Final Fantasy Saga
In occasione dell'imminente arrivo del nuovo capitolo di una delle serie videoludiche piu' longeve e acclamate di sempre, siamo orgogliosi di proporvi questo speciale al fine di ripercorrere insieme, passo dopo passo, la storia di Final Fantasy, dalle origini piu' lontane ai giorni nostri. Lasciatevi trasportare dolcemente dalle onde magiche di questa opera artistica ventennale made in Japan. Seguiteci.
di: RedazioneCome le onde del mare.
Esse tornano sempre a lambire le rive e le coste. Le onde del mare, calmo e cristallino, hanno pur sempre alti e bassi. Smuovono il fango del fondale, hanno una leggerissima spuma che è la loro parte più bella. Le onde ti travolgono, e così sanno anche fare alcune opere artistiche, che in serie si abbattono su di te con il loro carico di emozioni fino a sommergerti e farti desiderare di continuare a naufragare nel loro mare.

• _Dati forniti_:

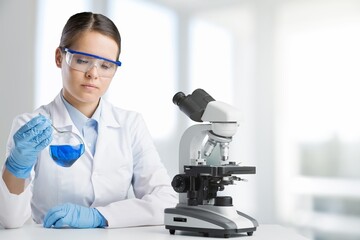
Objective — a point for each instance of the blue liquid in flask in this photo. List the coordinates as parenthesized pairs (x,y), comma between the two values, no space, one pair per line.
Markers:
(66,155)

• _Compito assegnato 1_: Secondo il testo sulla saga di Final Fantasy, qual è la parte più bella delle onde del mare?
• _Compito assegnato 2_: Prosegui il testo sulla saga di Final Fantasy dopo la sua ultima frase.

• _Risposta scritta 1_: La loro leggerissima spuma.

• _Risposta scritta 2_:
Chi si avvicina a Final Fantasy per la prima volta raramente lo fa con la consapevolezza di entrare in un universo di consolidata grandezza videoludica, di innegabile storicità della serie nel genere JRPG, di sensazioni globali che prescindono tecnicismi e qualità del gioco in sé; ma si limita, generalizzando, a trovare il capitolo a cui ha magari estemporaneamente giocato “bellissimo”.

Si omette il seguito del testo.